__DESCRIPTION OF THE TASK__:
Return the full material exactly.

__RECORD SET__:
__________________________________________________

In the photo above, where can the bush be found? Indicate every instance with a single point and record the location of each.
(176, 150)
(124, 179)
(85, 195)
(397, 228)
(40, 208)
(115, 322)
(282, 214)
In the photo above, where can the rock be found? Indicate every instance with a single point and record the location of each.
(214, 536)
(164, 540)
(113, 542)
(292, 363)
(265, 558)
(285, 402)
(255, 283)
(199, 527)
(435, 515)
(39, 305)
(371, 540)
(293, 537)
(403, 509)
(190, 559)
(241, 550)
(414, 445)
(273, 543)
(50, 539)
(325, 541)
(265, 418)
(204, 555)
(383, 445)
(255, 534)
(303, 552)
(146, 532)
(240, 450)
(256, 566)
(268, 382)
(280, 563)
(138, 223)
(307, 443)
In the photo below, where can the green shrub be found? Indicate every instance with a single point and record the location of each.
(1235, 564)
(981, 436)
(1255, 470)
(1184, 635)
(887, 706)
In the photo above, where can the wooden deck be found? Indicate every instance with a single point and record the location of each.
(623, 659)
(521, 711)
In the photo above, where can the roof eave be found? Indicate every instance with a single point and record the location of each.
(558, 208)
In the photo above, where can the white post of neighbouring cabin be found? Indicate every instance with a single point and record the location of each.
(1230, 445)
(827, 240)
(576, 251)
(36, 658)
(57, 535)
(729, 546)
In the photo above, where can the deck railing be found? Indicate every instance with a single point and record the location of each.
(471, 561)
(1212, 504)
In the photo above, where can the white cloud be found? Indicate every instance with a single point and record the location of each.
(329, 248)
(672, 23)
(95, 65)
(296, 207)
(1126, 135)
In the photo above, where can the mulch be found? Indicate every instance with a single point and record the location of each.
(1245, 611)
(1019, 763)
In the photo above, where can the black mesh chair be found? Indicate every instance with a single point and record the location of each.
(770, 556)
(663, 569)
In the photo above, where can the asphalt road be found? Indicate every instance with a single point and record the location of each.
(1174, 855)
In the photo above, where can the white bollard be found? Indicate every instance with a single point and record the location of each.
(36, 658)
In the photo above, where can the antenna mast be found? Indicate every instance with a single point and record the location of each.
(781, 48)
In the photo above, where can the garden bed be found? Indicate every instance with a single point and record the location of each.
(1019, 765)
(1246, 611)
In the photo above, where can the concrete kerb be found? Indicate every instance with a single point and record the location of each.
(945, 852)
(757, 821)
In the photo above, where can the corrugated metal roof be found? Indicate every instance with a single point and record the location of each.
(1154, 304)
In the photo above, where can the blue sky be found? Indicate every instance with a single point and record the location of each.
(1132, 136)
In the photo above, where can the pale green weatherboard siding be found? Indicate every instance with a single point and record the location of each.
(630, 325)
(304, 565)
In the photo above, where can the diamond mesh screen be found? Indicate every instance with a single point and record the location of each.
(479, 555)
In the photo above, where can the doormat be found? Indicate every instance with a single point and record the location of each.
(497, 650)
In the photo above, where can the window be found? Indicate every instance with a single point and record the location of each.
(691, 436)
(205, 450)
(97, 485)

__________________________________________________

__RIGHT ANSWER__:
In the photo above, where can the bush be found? Indicate every instance with a single point and record the location of each.
(176, 150)
(124, 179)
(85, 195)
(397, 228)
(40, 208)
(115, 322)
(282, 214)
In the photo above, where can the rock be found? Indicate every instance with a single point and record the location of each.
(214, 536)
(164, 540)
(113, 542)
(292, 363)
(265, 558)
(285, 402)
(255, 283)
(199, 527)
(435, 515)
(39, 305)
(371, 540)
(293, 537)
(403, 509)
(190, 559)
(241, 550)
(414, 445)
(273, 543)
(50, 539)
(325, 541)
(265, 418)
(204, 555)
(383, 445)
(255, 534)
(303, 552)
(146, 532)
(240, 450)
(256, 566)
(268, 382)
(280, 563)
(138, 223)
(307, 443)
In the photo below, where can the green shrub be found? Indicate every instance with a single point and record the location of each.
(1235, 564)
(981, 436)
(1255, 470)
(1184, 635)
(887, 706)
In the photo above, where can the wooden deck be found? Indicate every instance with a single point and record the location of each.
(623, 659)
(521, 711)
In the photo above, where can the roof eave be found? Indicate every instance with a single point and record the location of each.
(558, 208)
In the photo above, where can the white post of neighbouring cabin be found? Indicate every instance with a single point and record the location of each.
(1230, 445)
(827, 240)
(576, 251)
(36, 658)
(57, 535)
(729, 546)
In the photo above, where can the deck railing be found? Indicate every instance with a single point and record the location of each.
(471, 561)
(1212, 504)
In the photo above, where can the white cloud be found? Indicate every instance with a single point and record the location of each.
(329, 248)
(672, 23)
(95, 65)
(296, 207)
(1126, 135)
In the photo above, where can the mulch be found? Indicate every instance with a single point and record the location of each.
(1245, 611)
(1019, 763)
In the photo above, where can the black mesh chair be found? Indicate every instance with a single point and record the location of each.
(770, 556)
(663, 569)
In the photo above, where can the asphalt road be found? Indicate every instance with a single point and record the location of each.
(1174, 855)
In the photo above, where can the white bollard be found? Indicate every instance with a single point and record the location of each.
(36, 658)
In the photo above, where can the antenna mast be found? Indicate every instance with a single point and record the location of each.
(781, 48)
In the photo above, where can the garden bed be found? Indicate every instance with a single point and record the location of each.
(1019, 765)
(1246, 611)
In the photo above, where can the concrete kerb be found? Indicate every instance with a single point and record the location of each.
(945, 852)
(757, 821)
In the photo above, where can the corrugated metal roof be found? Indicate every instance with a single point and record the location of each.
(1154, 304)
In the photo above, where can the blue sky be found? Indicate every instance with a single point and record the location of each.
(1132, 136)
In the photo above, where can the pale green weatherboard siding be found? Indicate every instance with a single point and record the location of each.
(630, 325)
(304, 565)
In the photo above, where can the diamond mesh screen be found? Indicate every instance with a single point and record the location of each.
(479, 555)
In the photo above, where can the doormat be found? Indicate every instance with a single point and record the location of each.
(497, 650)
In the photo above, where can the window be found? Indicate every instance with a single point and record the location of each.
(691, 436)
(205, 450)
(97, 485)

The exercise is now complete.